• **TEXT SECTION**:
○ ○ ○

FROM python:3.9-slim
FROM ubuntu:20.04
FROM node:14-alpine AS build-stage

Note: The FROM instruction must be the first non-comment instruction in the Dockerfile. You can have multiple FROM instructions in a single Dockerfile for multi-stage builds (an advanced technique we'll cover later).

WORKDIR

The WORKDIR instruction sets the working directory for any subsequent RUN, CMD, ENTRYPOINT, COPY, and ADD instructions.

WORKDIR /path/to/directory

Example:

WORKDIR /app

Best practice: Always use absolute paths with WORKDIR. If a specified directory doesn't exist, Docker will create it. Use WORKDIR instead of a series of RUN cd /path commands for clarity and reliability.

COPY and ADD

These instructions copy files from the build context to the image.

COPY [--chown=<user>:<group>] <src> <dest>
ADD [--chown=<user>:<group>] <src> <dest>

Examples:

COPY requirements.txt .
COPY . /app/
ADD https://example.com/file.tar.gz /tmp/

COPY vs ADD: COPY simply copies files, while ADD has additional features like URL support and automatic tar extraction. Generally, use COPY unless you specifically need ADD's features, as COPY is more explicit.

RUN

The RUN instruction executes commands in a new layer and commits the results.

RUN <command>
RUN ["executable", "param1", "param2"]

Examples:

RUN apt-get update && apt-get install -y curl
RUN pip install --no-cache-dir -r requirements.txt
RUN ["bash", "-c", "echo $HOME"]

Best practice: Chain related commands in a single RUN instruction using && to reduce the number of layers. For package installations, include cleanup steps in the same RUN instruction to keep the image size down.

ENV

The ENV instruction sets environment variables that persist when a container is run.

ENV <key>=<value> ...

Examples:

ENV PYTHONUNBUFFERED=1
ENV NODE_ENV=production PORT=3000

Note: Environment variables set with ENV are available to containers created from the image, not just during the build process. They can be overridden at runtime with docker run -e.

EXPOSE

The EXPOSE instruction informs Docker that the container listens on specific network ports at runtime.

EXPOSE <port> [<port>/<protocol>...]

Examples:

EXPOSE 8080
EXPOSE 80/tcp 443/tcp

Note: EXPOSE doesn't actually publish the port. It functions as documentation between the person who builds the image and the person who runs the container. To actually publish the port when running the container, use docker run -p.

CMD

The CMD instruction provides default commands for an executing container.

CMD ["executable", "param1", "param2"]
CMD command param1 param2
CMD ["param1", "param2"] (as default parameters to ENTRYPOINT)

Examples:

CMD ["python", "app.py"]
CMD nginx -g "daemon off;"

Note: There can only be one CMD instruction in a Dockerfile. If multiple are specified, only the last one takes effect. The CMD can be overridden by specifying a command when running the container with docker run image command.

○ ○ ○

• **THE TASK**: Please copy the Dockerfile guide word for word, starting at "The CMD instruction" and ending at "run image command.". The items that come after the Dockerfile guide are separate material.

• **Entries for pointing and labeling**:
○ ○ ○

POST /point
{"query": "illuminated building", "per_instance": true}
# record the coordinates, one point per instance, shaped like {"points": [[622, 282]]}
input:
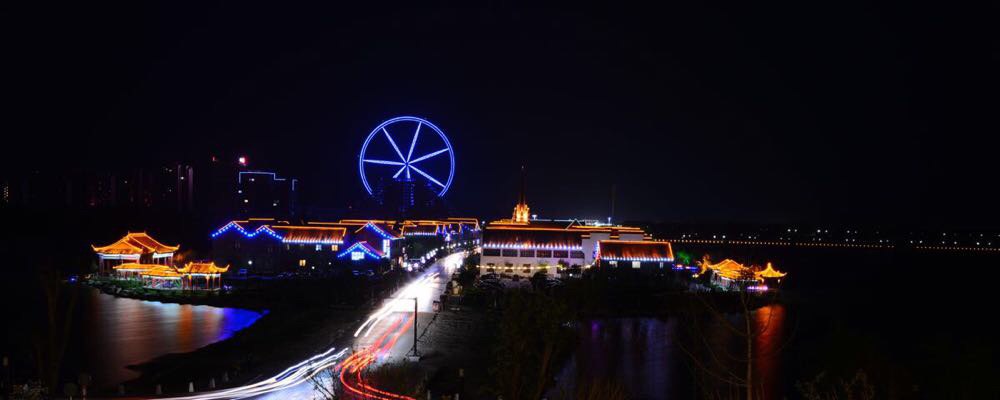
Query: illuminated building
{"points": [[192, 276], [524, 247], [732, 275], [269, 246], [134, 247], [521, 211], [634, 254]]}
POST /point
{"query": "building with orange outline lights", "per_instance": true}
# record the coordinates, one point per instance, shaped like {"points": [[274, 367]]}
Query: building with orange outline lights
{"points": [[270, 246], [634, 254], [135, 248], [733, 275], [524, 246], [158, 276]]}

○ ○ ○

• **REPLY TO THE TASK**:
The CMD instruction provides default commands for an executing container.

CMD ["executable", "param1", "param2"]
CMD command param1 param2
CMD ["param1", "param2"] (as default parameters to ENTRYPOINT)

Examples:

CMD ["python", "app.py"]
CMD nginx -g "daemon off;"

Note: There can only be one CMD instruction in a Dockerfile. If multiple are specified, only the last one takes effect. The CMD can be overridden by specifying a command when running the container with docker run image command.